EXERCISE DESCRIPTION. Examine each line of the data. Copy those that contain the string "below".

RECORD EXCERPTS.
_ _ _ _ _ _ _

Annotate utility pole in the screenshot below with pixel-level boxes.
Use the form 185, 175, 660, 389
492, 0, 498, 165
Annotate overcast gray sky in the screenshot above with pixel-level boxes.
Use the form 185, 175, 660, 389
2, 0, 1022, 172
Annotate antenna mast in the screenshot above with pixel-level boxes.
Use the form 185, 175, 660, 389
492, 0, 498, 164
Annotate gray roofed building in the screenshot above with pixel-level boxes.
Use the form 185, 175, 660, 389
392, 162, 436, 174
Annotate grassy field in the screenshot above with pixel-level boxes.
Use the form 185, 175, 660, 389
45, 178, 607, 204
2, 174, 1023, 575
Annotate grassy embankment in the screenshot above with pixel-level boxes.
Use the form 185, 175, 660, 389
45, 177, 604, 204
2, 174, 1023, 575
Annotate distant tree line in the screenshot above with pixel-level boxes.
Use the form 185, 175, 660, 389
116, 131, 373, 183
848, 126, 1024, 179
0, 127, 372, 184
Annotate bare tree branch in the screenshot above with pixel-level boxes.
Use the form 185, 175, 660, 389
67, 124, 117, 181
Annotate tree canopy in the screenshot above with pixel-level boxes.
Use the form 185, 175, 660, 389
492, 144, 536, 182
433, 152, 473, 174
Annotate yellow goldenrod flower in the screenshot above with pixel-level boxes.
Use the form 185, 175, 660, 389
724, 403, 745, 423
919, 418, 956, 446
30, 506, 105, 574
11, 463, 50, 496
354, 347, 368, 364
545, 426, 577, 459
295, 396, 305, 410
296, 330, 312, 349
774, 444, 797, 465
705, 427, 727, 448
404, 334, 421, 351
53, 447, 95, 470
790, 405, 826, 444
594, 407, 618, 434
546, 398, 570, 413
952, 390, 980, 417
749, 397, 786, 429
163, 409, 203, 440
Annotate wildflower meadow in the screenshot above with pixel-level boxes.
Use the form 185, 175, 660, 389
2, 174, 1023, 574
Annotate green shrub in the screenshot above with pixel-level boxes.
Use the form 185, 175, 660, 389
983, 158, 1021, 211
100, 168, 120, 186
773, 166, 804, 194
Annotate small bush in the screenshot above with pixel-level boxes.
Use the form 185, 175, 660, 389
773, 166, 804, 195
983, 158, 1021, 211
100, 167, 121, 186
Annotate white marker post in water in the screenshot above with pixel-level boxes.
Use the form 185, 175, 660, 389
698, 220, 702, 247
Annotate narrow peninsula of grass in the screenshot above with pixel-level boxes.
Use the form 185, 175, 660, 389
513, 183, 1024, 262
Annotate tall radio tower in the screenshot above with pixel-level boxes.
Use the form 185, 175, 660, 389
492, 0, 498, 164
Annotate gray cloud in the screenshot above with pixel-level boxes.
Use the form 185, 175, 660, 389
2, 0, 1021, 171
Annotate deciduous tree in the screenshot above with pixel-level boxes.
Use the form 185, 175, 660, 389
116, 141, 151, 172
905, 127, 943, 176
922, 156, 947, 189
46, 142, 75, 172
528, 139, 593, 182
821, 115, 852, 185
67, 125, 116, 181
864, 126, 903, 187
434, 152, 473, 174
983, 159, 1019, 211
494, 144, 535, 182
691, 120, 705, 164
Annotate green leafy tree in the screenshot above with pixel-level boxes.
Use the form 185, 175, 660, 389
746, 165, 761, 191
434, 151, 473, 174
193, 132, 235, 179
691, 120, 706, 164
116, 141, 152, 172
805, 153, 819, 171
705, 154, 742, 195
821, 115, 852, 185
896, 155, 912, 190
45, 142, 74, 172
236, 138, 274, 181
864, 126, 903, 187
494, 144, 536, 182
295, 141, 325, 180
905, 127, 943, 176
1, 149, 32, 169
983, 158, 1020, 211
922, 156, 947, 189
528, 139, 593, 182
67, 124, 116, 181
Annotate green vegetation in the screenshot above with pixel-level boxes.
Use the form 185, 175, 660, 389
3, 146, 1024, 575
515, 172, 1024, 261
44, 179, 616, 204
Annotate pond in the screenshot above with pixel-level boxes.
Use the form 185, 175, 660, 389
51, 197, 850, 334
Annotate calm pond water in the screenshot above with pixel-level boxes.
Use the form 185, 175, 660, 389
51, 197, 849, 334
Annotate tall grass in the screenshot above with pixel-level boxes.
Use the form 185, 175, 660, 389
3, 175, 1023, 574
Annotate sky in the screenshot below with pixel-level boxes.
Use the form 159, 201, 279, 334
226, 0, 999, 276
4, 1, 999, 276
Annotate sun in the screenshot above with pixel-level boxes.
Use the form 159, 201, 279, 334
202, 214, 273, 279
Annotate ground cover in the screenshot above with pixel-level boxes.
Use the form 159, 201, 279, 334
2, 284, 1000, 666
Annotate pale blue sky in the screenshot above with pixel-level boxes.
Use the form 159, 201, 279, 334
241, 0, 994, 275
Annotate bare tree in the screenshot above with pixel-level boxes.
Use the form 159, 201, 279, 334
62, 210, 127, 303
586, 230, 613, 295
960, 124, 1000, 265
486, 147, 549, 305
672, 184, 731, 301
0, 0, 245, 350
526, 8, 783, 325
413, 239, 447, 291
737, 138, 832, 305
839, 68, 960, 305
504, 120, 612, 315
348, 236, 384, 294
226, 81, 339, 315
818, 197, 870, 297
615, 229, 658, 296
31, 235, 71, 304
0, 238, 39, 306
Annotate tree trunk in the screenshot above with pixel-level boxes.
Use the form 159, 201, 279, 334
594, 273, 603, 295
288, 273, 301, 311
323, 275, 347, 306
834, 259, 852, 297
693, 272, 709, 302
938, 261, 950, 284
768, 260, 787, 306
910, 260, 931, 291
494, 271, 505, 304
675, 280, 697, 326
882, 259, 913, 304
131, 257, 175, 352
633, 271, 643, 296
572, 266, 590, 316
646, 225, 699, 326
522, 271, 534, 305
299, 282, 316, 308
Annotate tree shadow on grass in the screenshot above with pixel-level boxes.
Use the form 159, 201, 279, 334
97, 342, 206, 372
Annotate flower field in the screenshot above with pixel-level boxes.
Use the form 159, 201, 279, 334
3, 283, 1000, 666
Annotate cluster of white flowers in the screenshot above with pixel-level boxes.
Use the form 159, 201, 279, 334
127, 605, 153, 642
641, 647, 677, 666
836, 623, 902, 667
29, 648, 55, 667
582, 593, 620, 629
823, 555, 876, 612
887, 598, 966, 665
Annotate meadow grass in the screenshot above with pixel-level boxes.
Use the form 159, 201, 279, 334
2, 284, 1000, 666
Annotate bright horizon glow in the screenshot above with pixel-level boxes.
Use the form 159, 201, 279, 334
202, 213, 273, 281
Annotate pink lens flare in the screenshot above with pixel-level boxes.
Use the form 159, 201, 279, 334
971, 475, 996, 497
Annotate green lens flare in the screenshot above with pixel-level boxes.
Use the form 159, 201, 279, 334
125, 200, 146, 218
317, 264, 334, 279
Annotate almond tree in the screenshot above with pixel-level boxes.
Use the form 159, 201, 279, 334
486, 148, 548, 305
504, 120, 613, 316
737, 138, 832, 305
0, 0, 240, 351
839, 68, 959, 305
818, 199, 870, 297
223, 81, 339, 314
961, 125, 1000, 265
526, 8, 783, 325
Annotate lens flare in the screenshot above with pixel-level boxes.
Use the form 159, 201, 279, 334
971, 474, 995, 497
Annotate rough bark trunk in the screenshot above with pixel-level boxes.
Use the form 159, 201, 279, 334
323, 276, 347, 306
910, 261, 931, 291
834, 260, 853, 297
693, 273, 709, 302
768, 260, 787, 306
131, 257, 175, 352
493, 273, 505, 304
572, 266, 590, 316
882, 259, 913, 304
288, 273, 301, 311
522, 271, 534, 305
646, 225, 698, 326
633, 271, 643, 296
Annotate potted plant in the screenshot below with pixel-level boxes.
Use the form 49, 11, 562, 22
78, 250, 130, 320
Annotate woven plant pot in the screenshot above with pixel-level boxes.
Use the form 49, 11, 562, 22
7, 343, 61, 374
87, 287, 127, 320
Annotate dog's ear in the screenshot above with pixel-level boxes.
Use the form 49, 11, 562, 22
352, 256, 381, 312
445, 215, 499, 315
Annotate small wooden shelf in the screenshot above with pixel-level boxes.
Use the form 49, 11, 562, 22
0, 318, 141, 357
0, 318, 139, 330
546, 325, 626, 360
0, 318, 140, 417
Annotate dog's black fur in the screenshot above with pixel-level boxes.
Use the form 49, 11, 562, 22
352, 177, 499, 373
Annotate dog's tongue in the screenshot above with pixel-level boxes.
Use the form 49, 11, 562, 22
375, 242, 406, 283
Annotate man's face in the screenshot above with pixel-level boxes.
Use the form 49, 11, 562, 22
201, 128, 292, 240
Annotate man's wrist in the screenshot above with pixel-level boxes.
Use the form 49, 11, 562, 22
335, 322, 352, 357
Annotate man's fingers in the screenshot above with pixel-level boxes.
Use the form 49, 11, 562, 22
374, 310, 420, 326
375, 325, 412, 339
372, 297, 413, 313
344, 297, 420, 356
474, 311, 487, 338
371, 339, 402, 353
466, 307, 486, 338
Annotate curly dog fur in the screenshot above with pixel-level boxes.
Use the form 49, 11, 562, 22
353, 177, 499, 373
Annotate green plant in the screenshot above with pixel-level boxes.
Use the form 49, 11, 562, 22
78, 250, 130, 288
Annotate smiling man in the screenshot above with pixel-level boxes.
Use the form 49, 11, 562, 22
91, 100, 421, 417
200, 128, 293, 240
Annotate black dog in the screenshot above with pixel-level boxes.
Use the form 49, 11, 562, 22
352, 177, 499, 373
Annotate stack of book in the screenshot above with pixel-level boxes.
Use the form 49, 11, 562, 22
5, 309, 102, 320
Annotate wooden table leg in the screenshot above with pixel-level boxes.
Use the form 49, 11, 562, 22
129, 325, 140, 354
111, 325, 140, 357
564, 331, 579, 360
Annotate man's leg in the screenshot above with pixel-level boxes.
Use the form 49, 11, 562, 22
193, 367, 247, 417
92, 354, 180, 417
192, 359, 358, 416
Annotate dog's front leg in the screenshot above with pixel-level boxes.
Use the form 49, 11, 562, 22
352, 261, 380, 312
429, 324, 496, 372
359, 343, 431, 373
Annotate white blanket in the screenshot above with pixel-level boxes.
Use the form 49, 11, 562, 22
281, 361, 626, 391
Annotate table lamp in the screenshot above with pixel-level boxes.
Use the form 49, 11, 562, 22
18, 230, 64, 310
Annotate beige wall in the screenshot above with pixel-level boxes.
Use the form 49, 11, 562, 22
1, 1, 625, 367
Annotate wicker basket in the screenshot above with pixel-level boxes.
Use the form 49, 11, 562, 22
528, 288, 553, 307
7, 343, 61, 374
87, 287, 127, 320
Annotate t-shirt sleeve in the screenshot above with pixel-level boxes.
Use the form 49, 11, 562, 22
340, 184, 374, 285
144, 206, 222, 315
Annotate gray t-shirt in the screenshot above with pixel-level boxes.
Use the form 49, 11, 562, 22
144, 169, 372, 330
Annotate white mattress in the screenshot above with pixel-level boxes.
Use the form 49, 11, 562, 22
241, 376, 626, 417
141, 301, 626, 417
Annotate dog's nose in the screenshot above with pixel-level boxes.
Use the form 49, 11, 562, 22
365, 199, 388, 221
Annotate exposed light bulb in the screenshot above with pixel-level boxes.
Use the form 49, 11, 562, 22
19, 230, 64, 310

_ _ _ _ _ _ _

SOLUTION.
Annotate utility pole in the screenshot below with pixel-level boxes.
Annotate sky in the screenshot below with pixel-level boxes.
Annotate potted plant in the screenshot below with pixel-level boxes.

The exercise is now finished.